-- start of Given passage --

So since reactionaries here have no authentic tradition to fall back upon, they have nothing to help them to get it right at least some of the time.) We don't need to be in favor of secularism, since reality is secular.
Given that Europe managed to come up with some remarkably nasty reactionaries appealing to 'authenticity' and 'tradition', based on the notion of a 'real' 'organic' society, as opposed to the constructs of modernity, I'm not sure this is a good argument. You should do some reading on proto-fascism. Fritz Stern's Politics of Cultural Despair is a classic. But the literature is enormous.
On France and it's 'Christian rooted' secular values - ?! Actually based on a hatred of Catholicism.
Germany's anti-abortion stuff is simply the product of the dominant part[ies] being predominantly by Catholic - and the direct successor to a explicitly Catholic part[ies].
You say that France's identity is ideological exactly in the same way that America's is, with France's 1300 year history being of no consequence. I wonder how many French people would agree with you.

-- end of Given passage --

> Written problem 1
Recast the records from the line with "Target: distant road" up to and including the line with "[(177, 359), (357, 480), (475, 568), (487, 533)]" as a Markdown table with the columns Row and Line. Give each line its row number and omit blank lines.

-- start of Extracted records --

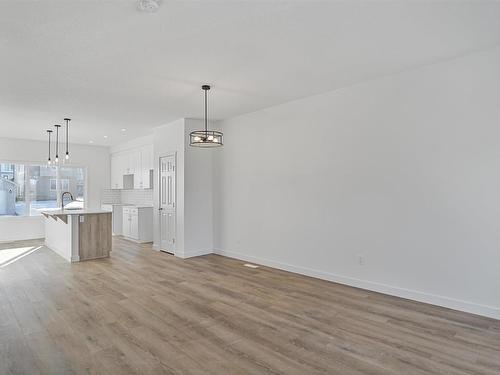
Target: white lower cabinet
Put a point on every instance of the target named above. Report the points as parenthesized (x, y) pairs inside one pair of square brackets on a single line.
[(138, 223)]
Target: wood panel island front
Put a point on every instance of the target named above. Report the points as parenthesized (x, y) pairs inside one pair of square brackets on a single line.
[(78, 235)]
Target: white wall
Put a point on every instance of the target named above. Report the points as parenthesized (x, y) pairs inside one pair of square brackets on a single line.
[(198, 195), (403, 170), (95, 158)]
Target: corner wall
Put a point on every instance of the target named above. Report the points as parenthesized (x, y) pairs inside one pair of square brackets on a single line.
[(391, 185)]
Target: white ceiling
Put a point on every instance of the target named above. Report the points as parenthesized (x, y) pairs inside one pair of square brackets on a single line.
[(109, 66)]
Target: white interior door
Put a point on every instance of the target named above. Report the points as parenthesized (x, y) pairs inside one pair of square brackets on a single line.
[(167, 204)]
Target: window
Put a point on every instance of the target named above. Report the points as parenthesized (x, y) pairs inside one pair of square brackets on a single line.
[(63, 184), (26, 190)]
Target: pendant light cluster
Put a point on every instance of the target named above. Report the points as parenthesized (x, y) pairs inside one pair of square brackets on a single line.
[(205, 138), (49, 132)]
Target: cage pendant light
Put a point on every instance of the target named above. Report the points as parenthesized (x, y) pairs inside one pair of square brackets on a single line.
[(49, 162), (67, 138), (56, 160), (205, 138)]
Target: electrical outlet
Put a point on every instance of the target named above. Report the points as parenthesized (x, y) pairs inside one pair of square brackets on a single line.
[(361, 260)]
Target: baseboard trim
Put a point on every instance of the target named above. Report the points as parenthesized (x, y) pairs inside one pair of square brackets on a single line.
[(451, 303), (194, 253)]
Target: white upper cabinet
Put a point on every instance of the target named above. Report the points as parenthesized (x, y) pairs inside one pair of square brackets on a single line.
[(136, 162)]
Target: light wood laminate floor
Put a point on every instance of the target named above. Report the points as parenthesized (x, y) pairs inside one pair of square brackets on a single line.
[(144, 312)]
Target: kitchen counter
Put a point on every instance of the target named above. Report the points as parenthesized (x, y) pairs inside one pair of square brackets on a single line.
[(78, 235)]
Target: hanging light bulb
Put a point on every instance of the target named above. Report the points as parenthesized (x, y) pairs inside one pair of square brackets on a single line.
[(49, 162), (67, 137), (205, 138), (56, 160)]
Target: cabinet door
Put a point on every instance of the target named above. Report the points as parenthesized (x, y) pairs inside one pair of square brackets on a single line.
[(137, 167), (146, 166), (167, 233), (117, 171), (134, 226), (126, 224), (114, 172)]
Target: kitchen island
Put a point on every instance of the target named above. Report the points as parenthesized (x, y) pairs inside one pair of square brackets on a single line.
[(78, 235)]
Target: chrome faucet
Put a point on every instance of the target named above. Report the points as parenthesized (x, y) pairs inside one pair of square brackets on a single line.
[(62, 198)]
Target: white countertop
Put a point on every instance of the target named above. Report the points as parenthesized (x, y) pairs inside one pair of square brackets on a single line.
[(74, 212)]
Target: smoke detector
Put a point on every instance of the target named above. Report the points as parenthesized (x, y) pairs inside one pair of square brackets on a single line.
[(149, 6)]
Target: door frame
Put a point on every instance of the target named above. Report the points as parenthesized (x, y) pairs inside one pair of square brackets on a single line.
[(160, 156)]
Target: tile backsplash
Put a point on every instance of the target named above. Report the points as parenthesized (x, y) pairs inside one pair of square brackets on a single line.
[(138, 197), (111, 196), (144, 196)]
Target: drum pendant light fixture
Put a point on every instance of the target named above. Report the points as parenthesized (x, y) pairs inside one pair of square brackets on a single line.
[(205, 138)]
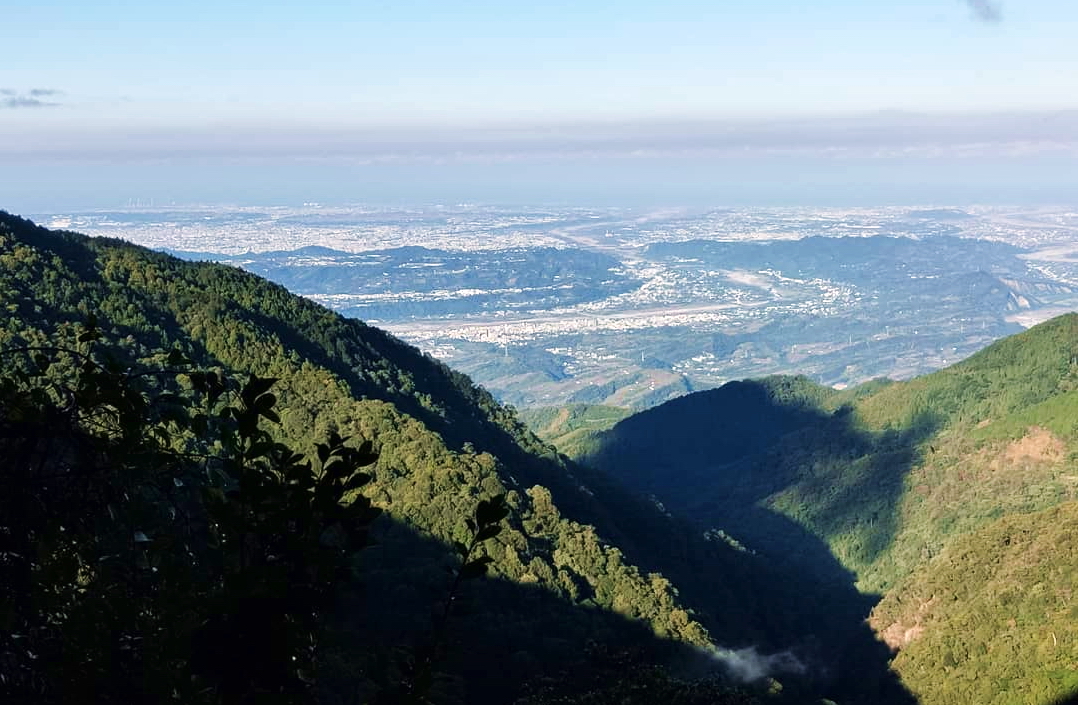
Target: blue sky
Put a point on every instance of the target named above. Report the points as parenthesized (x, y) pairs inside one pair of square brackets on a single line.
[(422, 80)]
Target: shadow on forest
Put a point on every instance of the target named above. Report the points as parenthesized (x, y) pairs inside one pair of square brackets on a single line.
[(506, 639), (715, 456), (763, 599)]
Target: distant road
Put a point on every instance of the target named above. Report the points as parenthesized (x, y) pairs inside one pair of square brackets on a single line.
[(441, 325)]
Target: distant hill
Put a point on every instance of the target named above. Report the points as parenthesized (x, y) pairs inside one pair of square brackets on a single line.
[(897, 480), (575, 572)]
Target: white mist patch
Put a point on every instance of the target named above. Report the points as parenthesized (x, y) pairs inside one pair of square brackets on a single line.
[(748, 665)]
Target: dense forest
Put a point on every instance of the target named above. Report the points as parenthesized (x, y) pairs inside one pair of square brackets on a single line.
[(215, 491), (950, 496)]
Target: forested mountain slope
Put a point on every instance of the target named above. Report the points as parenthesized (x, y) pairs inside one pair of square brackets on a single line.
[(895, 479), (577, 566)]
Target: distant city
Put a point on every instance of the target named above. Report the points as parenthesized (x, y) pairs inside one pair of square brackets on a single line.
[(631, 307)]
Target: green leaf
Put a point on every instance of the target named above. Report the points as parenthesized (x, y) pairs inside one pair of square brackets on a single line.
[(177, 359), (357, 480), (475, 568), (487, 533)]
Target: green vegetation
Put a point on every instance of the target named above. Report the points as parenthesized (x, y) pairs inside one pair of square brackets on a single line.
[(567, 428), (992, 619), (886, 485)]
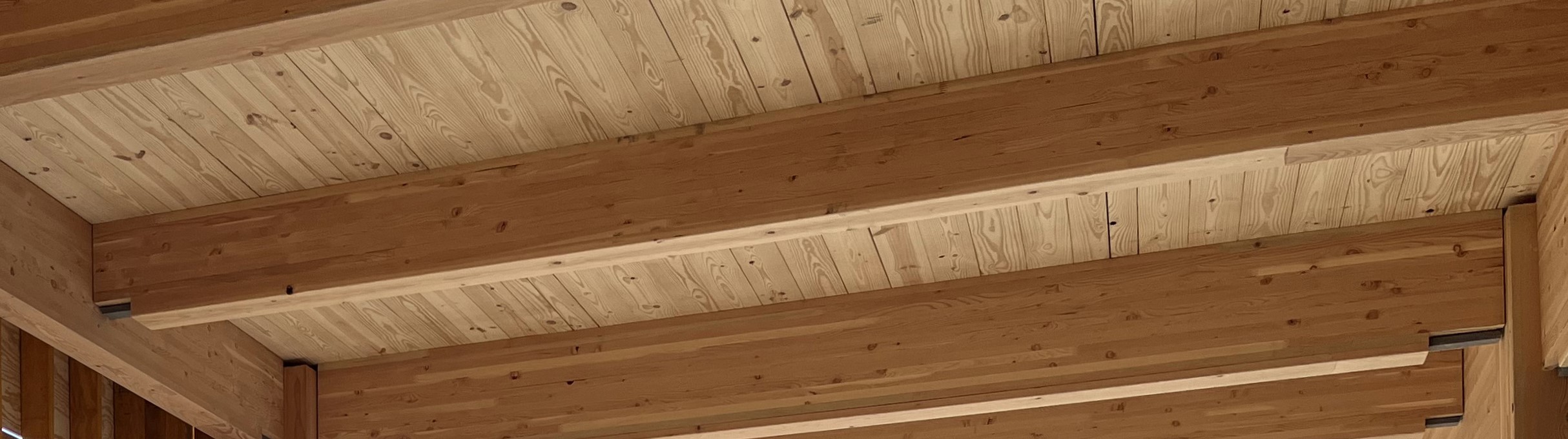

-- end of Extracted records --

> Written problem 2
Print the passage on reactionaries and secular values from "Given that Europe" up to and including "agree with you.".

> Problem solution 1
| Row | Line |
|---|---|
| 1 | Target: distant road |
| 2 | Put a point on every instance of the target named above. Report the points as parenthesized (x, y) pairs inside one pair of square brackets on a single line. |
| 3 | [(441, 325)] |
| 4 | Target: distant hill |
| 5 | Put a point on every instance of the target named above. Report the points as parenthesized (x, y) pairs inside one pair of square brackets on a single line. |
| 6 | [(897, 480), (575, 572)] |
| 7 | Target: white mist patch |
| 8 | Put a point on every instance of the target named above. Report the points as parenthesized (x, y) pairs inside one pair of square brackets on a single line. |
| 9 | [(748, 665)] |
| 10 | Target: dense forest |
| 11 | Put a point on every instance of the target named above. Report the points as parenthesized (x, y) pairs inside one pair of square brackets on a single line. |
| 12 | [(215, 491), (950, 496)] |
| 13 | Target: forested mountain slope |
| 14 | Put a point on every instance of the target named above. Report the points as parenthesized (x, y) pairs inside one pair of square brackets on a single line. |
| 15 | [(895, 479), (577, 566)] |
| 16 | Target: distant city |
| 17 | Put a point on every instance of the target named above. Report the points as parenthesized (x, y) pairs inside one pair of square brackets on a single line. |
| 18 | [(631, 307)] |
| 19 | Target: green leaf |
| 20 | Put a point on every instance of the target named above. Report the points as parenthesized (x, y) pairs inside one pair of square brackets on a single line. |
| 21 | [(177, 359), (357, 480), (475, 568), (487, 533)] |

> Problem solution 2
Given that Europe managed to come up with some remarkably nasty reactionaries appealing to 'authenticity' and 'tradition', based on the notion of a 'real' 'organic' society, as opposed to the constructs of modernity, I'm not sure this is a good argument. You should do some reading on proto-fascism. Fritz Stern's Politics of Cultural Despair is a classic. But the literature is enormous.
On France and it's 'Christian rooted' secular values - ?! Actually based on a hatred of Catholicism.
Germany's anti-abortion stuff is simply the product of the dominant part[ies] being predominantly by Catholic - and the direct successor to a explicitly Catholic part[ies].
You say that France's identity is ideological exactly in the same way that America's is, with France's 1300 year history being of no consequence. I wonder how many French people would agree with you.